● **Given exercise**:
Reproduce the stretch from the line containing "# Trace the outline of every instance of the orange" through the line containing "94 11 L 100", with "orange carrot nose" renamed to "carrot nose" everywhere in it and nothing else changed.
• • • • • • •
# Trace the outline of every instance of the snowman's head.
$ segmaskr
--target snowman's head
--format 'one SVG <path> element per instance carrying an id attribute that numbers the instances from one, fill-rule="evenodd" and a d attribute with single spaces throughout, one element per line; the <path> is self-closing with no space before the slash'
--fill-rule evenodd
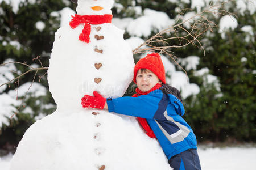
<path id="1" fill-rule="evenodd" d="M 101 15 L 111 14 L 114 0 L 78 0 L 78 15 Z"/>

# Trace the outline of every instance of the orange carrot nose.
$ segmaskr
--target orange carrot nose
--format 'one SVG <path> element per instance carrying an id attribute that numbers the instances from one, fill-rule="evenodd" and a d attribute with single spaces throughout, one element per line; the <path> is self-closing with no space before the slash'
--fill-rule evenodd
<path id="1" fill-rule="evenodd" d="M 93 6 L 93 7 L 91 7 L 91 8 L 94 11 L 100 11 L 102 9 L 103 9 L 103 8 L 102 7 L 99 6 Z"/>

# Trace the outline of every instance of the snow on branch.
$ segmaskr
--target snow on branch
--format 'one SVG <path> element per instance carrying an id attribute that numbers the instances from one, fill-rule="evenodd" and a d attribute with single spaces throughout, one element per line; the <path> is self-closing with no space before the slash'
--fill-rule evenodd
<path id="1" fill-rule="evenodd" d="M 40 70 L 48 70 L 48 67 L 44 67 L 43 66 L 43 65 L 41 61 L 40 60 L 40 56 L 38 56 L 37 57 L 34 58 L 32 60 L 38 60 L 40 65 L 41 67 L 39 67 L 39 68 L 36 68 L 36 67 L 34 67 L 32 66 L 31 66 L 31 65 L 29 65 L 26 63 L 22 63 L 22 62 L 17 62 L 17 61 L 13 61 L 13 62 L 6 62 L 6 63 L 4 63 L 2 64 L 0 64 L 0 67 L 1 66 L 6 66 L 6 65 L 12 65 L 12 64 L 18 64 L 18 65 L 23 65 L 24 66 L 27 67 L 28 68 L 28 70 L 23 73 L 19 73 L 18 72 L 15 72 L 15 71 L 13 71 L 13 72 L 15 72 L 18 74 L 19 74 L 18 76 L 14 77 L 14 78 L 11 79 L 11 80 L 10 80 L 9 81 L 4 83 L 3 84 L 0 84 L 0 87 L 8 84 L 9 88 L 10 87 L 10 84 L 11 83 L 12 83 L 13 82 L 15 82 L 15 83 L 17 84 L 17 88 L 16 88 L 16 100 L 19 100 L 18 99 L 18 91 L 19 91 L 19 80 L 21 77 L 22 77 L 23 76 L 24 76 L 25 75 L 26 75 L 27 74 L 28 74 L 28 73 L 32 72 L 32 71 L 35 71 L 35 74 L 34 75 L 34 77 L 33 77 L 33 79 L 30 84 L 30 86 L 29 86 L 29 87 L 28 88 L 27 91 L 26 92 L 23 99 L 21 100 L 21 103 L 19 105 L 19 106 L 18 107 L 17 110 L 16 112 L 15 112 L 15 113 L 11 116 L 11 118 L 10 118 L 10 120 L 11 120 L 12 118 L 16 114 L 18 114 L 18 112 L 19 110 L 19 109 L 20 108 L 20 107 L 23 106 L 23 102 L 26 99 L 26 96 L 28 95 L 28 91 L 30 91 L 31 87 L 32 86 L 33 83 L 35 82 L 36 77 L 36 75 L 38 73 L 38 71 L 40 71 Z M 46 73 L 47 73 L 47 71 L 46 71 L 42 76 L 39 76 L 39 81 L 40 82 L 41 79 L 46 74 Z"/>
<path id="2" fill-rule="evenodd" d="M 213 16 L 222 16 L 225 15 L 236 16 L 234 14 L 222 9 L 224 4 L 230 1 L 228 1 L 222 3 L 212 5 L 206 7 L 204 10 L 199 13 L 195 13 L 195 15 L 187 19 L 184 19 L 181 14 L 184 11 L 192 10 L 184 9 L 180 10 L 179 12 L 179 17 L 177 17 L 176 22 L 172 26 L 160 31 L 141 44 L 133 50 L 133 54 L 158 51 L 160 53 L 165 54 L 170 56 L 178 65 L 179 65 L 174 58 L 177 57 L 173 54 L 174 53 L 172 51 L 172 49 L 183 48 L 189 44 L 192 44 L 203 50 L 205 54 L 205 52 L 201 43 L 200 38 L 206 32 L 208 31 L 213 32 L 215 28 L 218 27 L 218 26 L 213 21 L 210 20 L 205 16 L 207 16 L 207 14 L 212 14 Z M 188 24 L 189 24 L 188 27 L 184 27 L 184 26 L 188 26 Z M 186 27 L 188 28 L 186 28 Z M 180 33 L 181 32 L 184 32 L 185 34 L 181 34 Z M 170 36 L 168 36 L 168 35 Z M 168 36 L 168 37 L 163 39 L 164 36 L 166 36 L 167 35 Z M 172 40 L 172 42 L 177 42 L 169 44 L 167 41 L 170 40 Z M 160 44 L 160 45 L 156 46 L 155 45 L 156 43 Z M 145 48 L 142 48 L 142 47 Z M 183 70 L 185 72 L 185 70 Z"/>

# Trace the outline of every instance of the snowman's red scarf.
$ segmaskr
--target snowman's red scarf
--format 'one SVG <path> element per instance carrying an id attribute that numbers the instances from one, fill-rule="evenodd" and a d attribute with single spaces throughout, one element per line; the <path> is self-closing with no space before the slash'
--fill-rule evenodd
• • • • • • •
● **Response to this task**:
# Trace the outline of every instance of the carrot nose.
$ segmaskr
--target carrot nose
--format 'one SVG <path> element per instance carrying an id attribute that numbers the instances from one, fill-rule="evenodd" and a d attribute with single spaces throughout, one element per line; the <path> is self-closing with no space before the slash'
--fill-rule evenodd
<path id="1" fill-rule="evenodd" d="M 93 6 L 93 7 L 91 7 L 91 8 L 94 11 L 100 11 L 102 9 L 103 9 L 103 8 L 102 7 L 99 6 Z"/>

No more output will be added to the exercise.